| READING PASSAGE |
-----
Re: [PATCH RFC 1/2] Add polling support to pidfd
From: Joel Fernandes
Date: Fri Apr 19 2019 - 20:47:10 EST
On Fri, Apr 19, 2019 at 04:11:37PM -0700, Linus Torvalds wrote:
> On Fri, Apr 19, 2019 at 2:20 PM Joel Fernandes <joel@xxxxxxxxxxxxxxxxx> wrote:
> >
> > According to Linus, POLLHUP usually indicates that something is readable:
>
> Note that if you use the legacy interfaces (ie "select()"), then even
> just a plain POLLHUP will always just show as "readable".
>
> So for a lot of applications, it won't even matter. Returning POLLHUP
> will mean it's readable whether POLLIN is set or not (and EPOLLERR
> will automatically mean that it's marked both readable and writable).
>
> In fact, I'd argue that not a lot of people care about the more
> esoteric bits at all. If your poll function does POLLIN and POLLOUT,
> it's fine. Anything else is specialized enough that most people simply
> won't care. Don't overdesign things too much. You need to have a major
> reason to care about the other POLL bits.
>
> It's also worth noting that POLLERR/POLLHUP/POLLNVAL cannot be masked
> for "poll()". Even if you only ask for POLLIN/POLLOUT, you will always
> get POLLERR/POLLHUP notification. That is again historical behavior,
> and it's kind of a "you can't poll a hung up fd". But it once again
> means that you should consider POLLHUP to be something *exceptional*
> and final, where no further or other state changes can happen or are
> relevant.
-----
| DIRECTIONS |
a. Can you reproduce the pidfd polling message above word for word, between "Re: [PATCH RFC" and "readable and writable).", inclusive?
b. How would you summarize the pidfd polling message above in two sentences?
c. Answer these questions about the pidfd polling message above:
(i) What does EPOLLERR automatically mean?
(ii) Which three flags cannot be masked for poll()?
(iii) On what date was the message sent?
-----
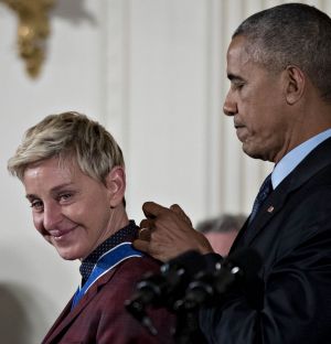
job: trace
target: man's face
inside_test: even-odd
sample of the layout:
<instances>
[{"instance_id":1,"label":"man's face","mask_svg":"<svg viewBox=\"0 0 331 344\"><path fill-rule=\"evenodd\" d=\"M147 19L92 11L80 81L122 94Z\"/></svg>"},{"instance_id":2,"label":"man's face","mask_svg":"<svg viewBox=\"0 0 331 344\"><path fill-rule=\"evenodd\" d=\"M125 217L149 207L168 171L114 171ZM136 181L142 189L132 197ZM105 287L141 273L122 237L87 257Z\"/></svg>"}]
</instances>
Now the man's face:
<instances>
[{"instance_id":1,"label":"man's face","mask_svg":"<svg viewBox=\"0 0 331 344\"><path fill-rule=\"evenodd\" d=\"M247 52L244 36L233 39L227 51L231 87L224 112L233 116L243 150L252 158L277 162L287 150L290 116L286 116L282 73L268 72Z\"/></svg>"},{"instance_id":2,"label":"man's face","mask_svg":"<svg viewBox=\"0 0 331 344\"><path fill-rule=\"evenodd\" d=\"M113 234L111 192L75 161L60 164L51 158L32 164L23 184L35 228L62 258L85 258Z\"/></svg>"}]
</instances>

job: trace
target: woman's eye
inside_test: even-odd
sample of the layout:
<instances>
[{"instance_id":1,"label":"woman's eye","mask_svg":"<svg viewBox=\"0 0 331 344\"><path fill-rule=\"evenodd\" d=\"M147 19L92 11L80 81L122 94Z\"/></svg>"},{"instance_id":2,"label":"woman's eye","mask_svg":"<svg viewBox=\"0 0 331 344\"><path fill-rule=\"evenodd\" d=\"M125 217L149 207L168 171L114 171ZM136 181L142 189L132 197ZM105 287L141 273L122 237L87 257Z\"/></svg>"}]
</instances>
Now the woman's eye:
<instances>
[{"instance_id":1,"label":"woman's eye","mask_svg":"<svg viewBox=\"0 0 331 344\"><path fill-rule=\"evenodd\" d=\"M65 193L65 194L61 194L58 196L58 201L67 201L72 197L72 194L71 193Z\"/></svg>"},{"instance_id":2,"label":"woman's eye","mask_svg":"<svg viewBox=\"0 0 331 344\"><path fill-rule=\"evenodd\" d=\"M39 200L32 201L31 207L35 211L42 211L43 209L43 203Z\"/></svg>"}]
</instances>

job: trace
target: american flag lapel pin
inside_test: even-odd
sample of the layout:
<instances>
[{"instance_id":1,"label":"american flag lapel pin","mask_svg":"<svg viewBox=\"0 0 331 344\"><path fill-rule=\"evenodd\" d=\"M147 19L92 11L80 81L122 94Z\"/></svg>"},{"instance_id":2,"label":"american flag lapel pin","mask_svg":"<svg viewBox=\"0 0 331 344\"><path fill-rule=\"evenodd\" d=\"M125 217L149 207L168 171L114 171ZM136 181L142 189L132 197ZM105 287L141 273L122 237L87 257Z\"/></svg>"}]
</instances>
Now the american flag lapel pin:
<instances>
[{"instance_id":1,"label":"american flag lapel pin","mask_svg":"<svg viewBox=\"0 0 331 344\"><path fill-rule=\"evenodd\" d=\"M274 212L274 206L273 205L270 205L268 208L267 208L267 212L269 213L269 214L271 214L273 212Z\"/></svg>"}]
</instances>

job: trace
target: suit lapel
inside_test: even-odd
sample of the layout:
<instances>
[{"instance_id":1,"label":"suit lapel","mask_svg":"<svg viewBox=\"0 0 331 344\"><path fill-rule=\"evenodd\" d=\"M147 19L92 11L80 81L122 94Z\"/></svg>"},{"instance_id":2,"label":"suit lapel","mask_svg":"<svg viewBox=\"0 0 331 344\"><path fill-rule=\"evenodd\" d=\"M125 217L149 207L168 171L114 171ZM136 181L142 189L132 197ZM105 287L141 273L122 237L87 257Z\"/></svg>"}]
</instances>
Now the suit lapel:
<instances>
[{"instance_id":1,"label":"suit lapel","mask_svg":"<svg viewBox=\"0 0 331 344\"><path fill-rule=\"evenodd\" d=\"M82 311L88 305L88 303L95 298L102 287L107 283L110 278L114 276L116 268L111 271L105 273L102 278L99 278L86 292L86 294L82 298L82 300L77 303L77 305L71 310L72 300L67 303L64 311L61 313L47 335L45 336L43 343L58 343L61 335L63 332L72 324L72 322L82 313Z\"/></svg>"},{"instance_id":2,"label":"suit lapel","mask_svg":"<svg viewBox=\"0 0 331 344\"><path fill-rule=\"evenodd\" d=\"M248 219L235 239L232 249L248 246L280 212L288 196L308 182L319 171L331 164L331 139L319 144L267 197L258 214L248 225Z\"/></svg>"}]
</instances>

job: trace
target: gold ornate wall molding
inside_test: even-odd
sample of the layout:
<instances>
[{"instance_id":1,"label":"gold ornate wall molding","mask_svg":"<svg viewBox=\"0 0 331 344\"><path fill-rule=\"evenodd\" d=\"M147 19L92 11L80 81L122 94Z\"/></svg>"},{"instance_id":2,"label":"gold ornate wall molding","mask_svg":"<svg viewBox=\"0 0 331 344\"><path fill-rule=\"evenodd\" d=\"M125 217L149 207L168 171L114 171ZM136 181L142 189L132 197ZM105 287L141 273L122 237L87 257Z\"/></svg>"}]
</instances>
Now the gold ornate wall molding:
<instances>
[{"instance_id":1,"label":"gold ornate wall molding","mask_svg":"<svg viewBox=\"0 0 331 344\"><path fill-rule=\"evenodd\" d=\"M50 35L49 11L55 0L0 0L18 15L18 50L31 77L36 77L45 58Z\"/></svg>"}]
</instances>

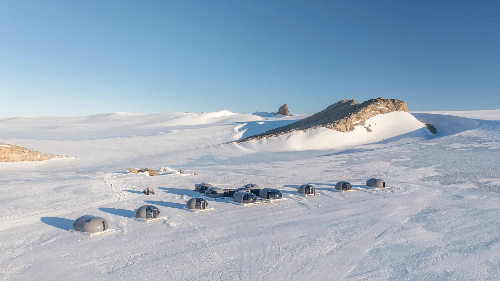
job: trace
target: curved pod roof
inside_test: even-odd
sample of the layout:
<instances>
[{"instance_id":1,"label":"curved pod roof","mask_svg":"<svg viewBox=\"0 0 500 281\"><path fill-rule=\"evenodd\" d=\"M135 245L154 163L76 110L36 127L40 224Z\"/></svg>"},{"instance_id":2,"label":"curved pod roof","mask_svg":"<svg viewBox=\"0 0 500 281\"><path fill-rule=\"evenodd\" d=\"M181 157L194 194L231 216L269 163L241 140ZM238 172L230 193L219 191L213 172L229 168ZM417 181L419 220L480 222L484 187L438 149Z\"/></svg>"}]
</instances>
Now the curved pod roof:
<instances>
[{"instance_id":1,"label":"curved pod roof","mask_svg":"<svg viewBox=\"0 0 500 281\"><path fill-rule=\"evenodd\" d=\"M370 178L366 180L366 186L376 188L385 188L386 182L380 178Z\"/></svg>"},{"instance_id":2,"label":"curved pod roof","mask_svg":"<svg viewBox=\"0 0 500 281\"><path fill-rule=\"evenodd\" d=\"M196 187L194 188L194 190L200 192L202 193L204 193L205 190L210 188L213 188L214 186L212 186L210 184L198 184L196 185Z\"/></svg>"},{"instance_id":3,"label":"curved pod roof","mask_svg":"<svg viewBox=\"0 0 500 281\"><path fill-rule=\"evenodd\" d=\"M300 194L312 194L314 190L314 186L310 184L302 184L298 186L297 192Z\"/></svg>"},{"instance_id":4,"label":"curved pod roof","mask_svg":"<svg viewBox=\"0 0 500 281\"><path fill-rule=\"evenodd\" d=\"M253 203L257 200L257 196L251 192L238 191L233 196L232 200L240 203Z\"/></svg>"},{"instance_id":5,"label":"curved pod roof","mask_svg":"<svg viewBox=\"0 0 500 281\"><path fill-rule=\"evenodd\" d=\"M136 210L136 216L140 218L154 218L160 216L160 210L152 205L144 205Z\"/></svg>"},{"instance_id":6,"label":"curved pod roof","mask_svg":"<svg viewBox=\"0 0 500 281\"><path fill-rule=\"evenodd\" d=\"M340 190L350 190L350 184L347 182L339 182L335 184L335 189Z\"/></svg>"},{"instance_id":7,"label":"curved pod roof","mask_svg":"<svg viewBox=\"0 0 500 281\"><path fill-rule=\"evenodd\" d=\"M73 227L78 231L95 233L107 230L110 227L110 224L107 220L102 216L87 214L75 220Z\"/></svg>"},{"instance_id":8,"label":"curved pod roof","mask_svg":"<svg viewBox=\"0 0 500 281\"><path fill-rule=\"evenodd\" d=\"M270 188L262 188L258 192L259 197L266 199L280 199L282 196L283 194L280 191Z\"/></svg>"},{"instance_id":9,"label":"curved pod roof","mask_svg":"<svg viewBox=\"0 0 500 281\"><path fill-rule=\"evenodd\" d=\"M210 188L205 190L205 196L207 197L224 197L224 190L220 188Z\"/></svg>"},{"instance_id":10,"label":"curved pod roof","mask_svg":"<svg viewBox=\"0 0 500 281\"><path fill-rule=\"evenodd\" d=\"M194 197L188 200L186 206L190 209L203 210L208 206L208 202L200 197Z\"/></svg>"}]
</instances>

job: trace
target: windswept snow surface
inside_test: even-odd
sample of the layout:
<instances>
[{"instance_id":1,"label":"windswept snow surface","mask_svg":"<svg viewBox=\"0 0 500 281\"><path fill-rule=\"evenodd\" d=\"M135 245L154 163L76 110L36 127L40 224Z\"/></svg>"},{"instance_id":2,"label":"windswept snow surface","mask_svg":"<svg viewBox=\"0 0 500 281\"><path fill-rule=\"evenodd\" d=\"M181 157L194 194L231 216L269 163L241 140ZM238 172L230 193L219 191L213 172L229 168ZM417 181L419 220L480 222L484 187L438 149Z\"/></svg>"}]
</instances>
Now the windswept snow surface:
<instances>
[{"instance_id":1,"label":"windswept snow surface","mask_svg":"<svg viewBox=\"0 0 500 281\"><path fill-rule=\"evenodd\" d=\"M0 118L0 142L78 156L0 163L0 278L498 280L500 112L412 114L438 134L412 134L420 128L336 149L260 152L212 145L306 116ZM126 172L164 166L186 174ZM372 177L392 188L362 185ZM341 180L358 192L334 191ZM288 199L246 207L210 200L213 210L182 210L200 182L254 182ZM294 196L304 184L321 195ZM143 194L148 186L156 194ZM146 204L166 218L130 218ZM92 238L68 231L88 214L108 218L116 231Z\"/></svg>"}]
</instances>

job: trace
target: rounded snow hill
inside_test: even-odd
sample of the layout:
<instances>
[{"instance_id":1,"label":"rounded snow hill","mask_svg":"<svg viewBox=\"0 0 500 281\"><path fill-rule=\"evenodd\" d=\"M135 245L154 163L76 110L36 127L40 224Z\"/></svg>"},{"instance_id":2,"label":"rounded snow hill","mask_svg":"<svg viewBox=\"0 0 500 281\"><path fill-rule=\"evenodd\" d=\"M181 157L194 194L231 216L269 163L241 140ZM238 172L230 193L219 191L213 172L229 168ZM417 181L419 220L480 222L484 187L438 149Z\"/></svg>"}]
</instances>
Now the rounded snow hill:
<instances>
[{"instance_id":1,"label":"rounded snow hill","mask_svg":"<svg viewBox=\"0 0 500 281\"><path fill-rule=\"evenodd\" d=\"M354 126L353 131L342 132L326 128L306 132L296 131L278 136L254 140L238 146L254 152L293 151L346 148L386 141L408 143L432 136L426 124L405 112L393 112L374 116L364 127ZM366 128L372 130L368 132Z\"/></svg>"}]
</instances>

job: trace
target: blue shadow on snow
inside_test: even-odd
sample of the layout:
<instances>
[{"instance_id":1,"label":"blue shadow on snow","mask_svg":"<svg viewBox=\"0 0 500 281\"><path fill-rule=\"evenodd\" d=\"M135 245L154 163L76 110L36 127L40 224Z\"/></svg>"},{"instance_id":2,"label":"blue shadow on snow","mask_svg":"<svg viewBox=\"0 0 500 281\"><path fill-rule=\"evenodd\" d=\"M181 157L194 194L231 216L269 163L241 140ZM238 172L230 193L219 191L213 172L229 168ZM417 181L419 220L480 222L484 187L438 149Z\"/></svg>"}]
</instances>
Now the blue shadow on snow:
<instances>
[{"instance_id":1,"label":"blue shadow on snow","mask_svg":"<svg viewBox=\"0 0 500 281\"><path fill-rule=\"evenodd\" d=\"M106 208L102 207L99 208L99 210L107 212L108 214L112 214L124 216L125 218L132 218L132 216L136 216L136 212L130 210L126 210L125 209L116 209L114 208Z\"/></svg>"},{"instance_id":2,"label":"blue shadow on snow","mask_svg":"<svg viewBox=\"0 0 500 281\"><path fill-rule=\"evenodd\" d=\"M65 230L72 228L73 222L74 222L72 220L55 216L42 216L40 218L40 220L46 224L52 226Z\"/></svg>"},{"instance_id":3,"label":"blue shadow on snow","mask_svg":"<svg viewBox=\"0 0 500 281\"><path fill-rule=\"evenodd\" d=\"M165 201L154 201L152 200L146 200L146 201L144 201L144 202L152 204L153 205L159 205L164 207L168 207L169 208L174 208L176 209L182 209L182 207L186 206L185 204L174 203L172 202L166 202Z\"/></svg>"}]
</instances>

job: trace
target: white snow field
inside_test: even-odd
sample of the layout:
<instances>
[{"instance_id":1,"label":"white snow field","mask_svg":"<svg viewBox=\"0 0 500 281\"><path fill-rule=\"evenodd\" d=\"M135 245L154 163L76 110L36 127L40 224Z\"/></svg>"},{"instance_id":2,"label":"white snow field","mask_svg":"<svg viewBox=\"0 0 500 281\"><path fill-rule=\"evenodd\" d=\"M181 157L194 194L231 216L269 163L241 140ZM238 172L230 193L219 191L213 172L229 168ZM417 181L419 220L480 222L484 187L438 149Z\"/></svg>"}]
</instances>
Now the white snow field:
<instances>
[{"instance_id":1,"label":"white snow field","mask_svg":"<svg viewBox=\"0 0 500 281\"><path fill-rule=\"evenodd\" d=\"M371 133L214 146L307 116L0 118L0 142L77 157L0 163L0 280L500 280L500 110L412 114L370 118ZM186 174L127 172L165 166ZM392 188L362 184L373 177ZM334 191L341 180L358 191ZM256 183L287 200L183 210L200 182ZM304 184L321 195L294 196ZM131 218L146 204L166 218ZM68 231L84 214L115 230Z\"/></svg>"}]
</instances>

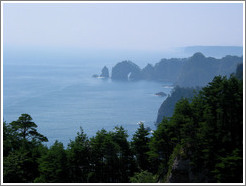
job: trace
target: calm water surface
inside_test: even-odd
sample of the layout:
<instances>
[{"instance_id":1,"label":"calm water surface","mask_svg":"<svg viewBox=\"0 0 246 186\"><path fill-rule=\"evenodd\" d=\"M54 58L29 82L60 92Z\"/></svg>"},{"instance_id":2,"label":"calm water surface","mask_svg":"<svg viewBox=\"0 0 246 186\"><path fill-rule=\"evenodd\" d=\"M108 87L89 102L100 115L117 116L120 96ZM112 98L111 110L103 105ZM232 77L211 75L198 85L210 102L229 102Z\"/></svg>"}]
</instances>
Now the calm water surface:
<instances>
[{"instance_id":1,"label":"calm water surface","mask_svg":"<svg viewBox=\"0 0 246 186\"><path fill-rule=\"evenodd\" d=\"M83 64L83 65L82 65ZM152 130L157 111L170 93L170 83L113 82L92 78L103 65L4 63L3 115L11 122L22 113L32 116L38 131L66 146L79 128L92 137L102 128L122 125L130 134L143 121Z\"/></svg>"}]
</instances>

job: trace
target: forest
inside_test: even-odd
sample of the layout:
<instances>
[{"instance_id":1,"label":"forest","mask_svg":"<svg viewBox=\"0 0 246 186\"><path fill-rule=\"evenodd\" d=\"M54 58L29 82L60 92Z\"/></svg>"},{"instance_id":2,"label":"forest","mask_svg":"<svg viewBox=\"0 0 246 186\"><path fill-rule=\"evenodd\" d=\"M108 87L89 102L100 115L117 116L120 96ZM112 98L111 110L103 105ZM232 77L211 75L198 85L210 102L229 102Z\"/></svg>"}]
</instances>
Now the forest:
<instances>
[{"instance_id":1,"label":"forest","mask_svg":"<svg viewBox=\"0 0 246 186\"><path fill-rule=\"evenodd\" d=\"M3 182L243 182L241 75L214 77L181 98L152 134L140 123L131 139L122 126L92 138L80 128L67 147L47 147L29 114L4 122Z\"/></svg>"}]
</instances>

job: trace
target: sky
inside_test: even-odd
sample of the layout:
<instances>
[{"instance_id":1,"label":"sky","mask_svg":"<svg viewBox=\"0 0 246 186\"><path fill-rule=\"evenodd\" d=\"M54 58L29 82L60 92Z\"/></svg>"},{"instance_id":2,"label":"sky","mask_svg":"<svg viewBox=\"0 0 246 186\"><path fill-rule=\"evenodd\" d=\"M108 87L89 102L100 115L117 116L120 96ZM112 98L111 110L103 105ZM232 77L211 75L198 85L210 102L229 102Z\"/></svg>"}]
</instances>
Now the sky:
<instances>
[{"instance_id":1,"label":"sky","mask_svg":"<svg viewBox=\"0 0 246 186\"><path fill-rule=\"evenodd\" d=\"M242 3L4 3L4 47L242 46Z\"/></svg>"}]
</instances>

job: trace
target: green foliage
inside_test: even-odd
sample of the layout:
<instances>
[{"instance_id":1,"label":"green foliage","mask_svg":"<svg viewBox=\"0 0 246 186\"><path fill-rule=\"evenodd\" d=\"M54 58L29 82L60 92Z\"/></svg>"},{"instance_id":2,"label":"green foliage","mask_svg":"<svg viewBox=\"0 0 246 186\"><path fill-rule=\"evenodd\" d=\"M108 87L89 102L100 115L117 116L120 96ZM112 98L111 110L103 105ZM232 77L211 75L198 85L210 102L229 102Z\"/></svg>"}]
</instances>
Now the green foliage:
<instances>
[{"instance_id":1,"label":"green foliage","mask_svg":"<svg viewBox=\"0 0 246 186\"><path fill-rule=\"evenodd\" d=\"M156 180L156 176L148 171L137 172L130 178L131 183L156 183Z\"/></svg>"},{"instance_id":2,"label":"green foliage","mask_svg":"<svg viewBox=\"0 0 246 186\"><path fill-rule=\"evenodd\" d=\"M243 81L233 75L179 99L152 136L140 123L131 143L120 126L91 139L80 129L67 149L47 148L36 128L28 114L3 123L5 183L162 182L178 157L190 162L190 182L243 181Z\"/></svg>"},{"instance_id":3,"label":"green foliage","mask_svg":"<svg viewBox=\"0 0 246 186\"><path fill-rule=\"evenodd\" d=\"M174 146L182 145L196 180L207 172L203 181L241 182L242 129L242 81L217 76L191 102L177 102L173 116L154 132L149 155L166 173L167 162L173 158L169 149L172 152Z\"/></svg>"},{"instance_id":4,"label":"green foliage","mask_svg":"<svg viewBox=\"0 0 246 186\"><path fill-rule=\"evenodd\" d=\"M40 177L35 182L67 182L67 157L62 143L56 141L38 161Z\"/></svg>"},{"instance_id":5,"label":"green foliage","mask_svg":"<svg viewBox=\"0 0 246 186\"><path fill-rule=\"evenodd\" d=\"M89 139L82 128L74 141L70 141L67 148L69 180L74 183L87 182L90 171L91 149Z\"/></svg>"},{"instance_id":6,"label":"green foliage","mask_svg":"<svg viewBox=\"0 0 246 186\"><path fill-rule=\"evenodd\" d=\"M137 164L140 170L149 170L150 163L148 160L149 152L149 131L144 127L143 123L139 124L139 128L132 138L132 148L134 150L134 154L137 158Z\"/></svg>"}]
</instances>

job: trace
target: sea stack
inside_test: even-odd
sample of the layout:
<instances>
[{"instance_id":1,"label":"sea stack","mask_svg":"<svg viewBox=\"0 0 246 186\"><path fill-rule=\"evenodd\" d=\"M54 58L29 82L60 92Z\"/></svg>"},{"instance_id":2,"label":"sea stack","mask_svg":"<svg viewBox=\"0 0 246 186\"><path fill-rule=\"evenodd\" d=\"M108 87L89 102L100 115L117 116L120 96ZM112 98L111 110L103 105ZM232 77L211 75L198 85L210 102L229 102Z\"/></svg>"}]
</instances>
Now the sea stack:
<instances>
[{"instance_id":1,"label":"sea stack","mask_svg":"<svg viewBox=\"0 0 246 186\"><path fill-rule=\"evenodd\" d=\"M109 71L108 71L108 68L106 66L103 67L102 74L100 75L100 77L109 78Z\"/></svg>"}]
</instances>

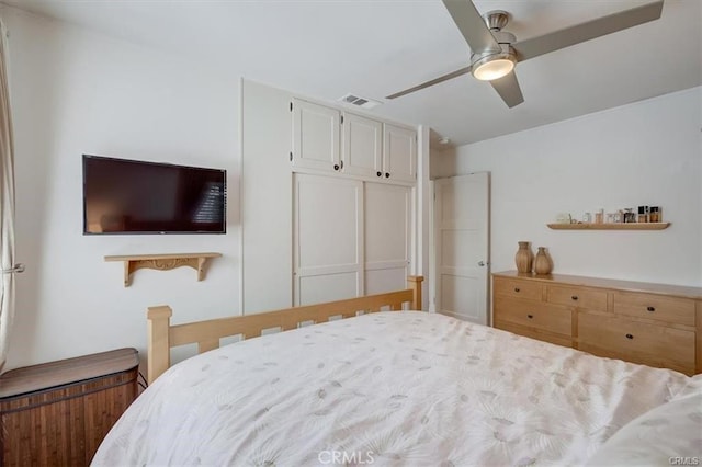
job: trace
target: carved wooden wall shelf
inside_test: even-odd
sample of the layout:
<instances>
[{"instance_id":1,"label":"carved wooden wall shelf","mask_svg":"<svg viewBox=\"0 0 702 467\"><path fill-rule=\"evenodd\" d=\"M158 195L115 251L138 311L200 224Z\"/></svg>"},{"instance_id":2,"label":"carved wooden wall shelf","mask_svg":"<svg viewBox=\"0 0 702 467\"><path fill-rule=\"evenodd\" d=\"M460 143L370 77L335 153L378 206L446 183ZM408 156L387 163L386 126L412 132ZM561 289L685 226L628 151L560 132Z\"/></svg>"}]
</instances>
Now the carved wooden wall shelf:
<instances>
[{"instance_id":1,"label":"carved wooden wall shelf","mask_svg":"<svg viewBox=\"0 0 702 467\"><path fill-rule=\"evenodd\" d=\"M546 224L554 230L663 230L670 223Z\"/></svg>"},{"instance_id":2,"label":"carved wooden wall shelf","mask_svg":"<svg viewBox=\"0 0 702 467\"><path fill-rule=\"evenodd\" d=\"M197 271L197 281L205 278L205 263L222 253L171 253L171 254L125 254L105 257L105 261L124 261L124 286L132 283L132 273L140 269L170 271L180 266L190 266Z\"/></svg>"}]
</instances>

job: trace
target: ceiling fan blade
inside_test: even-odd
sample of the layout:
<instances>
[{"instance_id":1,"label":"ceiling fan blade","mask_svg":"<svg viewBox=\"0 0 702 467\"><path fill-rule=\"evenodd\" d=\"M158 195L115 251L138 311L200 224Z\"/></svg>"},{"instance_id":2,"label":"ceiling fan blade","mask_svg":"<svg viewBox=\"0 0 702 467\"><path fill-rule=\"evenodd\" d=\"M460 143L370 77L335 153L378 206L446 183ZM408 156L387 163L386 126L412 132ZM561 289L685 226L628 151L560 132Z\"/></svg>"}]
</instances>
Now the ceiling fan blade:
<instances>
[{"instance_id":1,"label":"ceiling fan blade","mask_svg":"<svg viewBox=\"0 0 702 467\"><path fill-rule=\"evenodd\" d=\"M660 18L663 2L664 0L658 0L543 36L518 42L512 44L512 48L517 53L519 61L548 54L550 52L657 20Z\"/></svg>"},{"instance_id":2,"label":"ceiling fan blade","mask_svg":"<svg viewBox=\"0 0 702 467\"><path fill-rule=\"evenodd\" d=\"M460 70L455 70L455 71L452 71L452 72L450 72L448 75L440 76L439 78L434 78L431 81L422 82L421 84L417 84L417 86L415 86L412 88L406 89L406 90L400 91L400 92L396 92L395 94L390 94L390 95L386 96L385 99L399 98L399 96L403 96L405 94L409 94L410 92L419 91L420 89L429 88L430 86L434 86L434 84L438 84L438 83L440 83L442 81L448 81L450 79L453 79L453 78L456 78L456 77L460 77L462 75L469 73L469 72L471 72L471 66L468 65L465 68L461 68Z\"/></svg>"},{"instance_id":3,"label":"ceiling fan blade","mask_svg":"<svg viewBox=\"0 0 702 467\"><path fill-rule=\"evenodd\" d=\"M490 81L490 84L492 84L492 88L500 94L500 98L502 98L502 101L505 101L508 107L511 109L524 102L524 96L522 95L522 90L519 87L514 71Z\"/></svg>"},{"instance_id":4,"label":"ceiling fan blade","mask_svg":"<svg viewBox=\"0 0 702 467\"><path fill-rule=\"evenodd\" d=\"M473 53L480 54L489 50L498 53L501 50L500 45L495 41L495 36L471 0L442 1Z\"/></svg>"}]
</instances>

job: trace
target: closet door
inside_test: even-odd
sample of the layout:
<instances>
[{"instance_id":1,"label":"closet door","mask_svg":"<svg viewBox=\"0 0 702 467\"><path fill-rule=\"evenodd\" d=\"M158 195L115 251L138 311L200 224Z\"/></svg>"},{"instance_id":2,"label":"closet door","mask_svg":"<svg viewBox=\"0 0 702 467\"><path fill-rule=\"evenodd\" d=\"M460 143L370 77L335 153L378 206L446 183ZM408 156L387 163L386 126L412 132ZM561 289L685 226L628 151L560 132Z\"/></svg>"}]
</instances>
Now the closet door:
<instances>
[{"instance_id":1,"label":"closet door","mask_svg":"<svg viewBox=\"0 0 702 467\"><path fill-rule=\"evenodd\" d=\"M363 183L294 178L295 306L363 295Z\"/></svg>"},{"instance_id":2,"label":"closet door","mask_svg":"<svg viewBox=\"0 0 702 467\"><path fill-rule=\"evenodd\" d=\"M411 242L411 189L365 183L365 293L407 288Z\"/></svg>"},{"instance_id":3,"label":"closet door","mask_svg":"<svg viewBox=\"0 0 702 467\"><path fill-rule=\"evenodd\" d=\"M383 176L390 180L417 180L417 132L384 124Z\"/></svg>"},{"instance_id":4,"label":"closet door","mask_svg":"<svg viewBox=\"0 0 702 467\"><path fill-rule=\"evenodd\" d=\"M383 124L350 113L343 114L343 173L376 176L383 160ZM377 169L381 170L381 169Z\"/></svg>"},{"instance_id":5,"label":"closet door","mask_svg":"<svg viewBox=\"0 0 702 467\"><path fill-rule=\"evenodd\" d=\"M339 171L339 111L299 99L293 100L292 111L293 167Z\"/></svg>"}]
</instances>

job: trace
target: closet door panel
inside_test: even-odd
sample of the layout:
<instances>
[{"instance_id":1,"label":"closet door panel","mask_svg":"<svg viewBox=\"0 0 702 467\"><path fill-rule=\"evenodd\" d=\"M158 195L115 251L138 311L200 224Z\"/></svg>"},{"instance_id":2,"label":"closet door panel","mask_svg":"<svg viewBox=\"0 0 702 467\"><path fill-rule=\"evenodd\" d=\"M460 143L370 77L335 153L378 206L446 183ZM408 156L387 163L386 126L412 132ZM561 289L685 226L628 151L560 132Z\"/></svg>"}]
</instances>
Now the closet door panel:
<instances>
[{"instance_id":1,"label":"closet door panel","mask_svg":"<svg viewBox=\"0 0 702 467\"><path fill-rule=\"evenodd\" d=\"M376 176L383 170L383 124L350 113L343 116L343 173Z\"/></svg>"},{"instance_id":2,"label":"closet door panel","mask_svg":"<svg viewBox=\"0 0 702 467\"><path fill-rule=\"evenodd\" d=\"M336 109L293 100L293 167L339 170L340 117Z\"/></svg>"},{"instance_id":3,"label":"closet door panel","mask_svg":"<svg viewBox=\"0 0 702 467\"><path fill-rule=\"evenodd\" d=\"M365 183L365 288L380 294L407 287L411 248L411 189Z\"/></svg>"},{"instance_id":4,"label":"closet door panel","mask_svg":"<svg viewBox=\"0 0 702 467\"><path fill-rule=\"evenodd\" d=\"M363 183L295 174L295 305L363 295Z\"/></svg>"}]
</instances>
-----
| RESULTS FOR THE EXERCISE |
a.
Re: [PATCH RFC 1/2] Add polling support to pidfd
From: Joel Fernandes
Date: Fri Apr 19 2019 - 20:47:10 EST
On Fri, Apr 19, 2019 at 04:11:37PM -0700, Linus Torvalds wrote:
> On Fri, Apr 19, 2019 at 2:20 PM Joel Fernandes <joel@xxxxxxxxxxxxxxxxx> wrote:
> >
> > According to Linus, POLLHUP usually indicates that something is readable:
>
> Note that if you use the legacy interfaces (ie "select()"), then even
> just a plain POLLHUP will always just show as "readable".
>
> So for a lot of applications, it won't even matter. Returning POLLHUP
> will mean it's readable whether POLLIN is set or not (and EPOLLERR
> will automatically mean that it's marked both readable and writable).

b. Quoting Linus Torvalds, the message notes that with legacy interfaces like select(), a plain POLLHUP always shows as readable, and that a poll function handling POLLIN and POLLOUT is fine because most people won't care about the more esoteric bits. It adds that POLLERR, POLLHUP and POLLNVAL cannot be masked for poll(), so POLLHUP should be treated as exceptional and final.

c.
(i) That the file is marked both readable and writable.
(ii) POLLERR, POLLHUP and POLLNVAL.
(iii) Fri Apr 19 2019.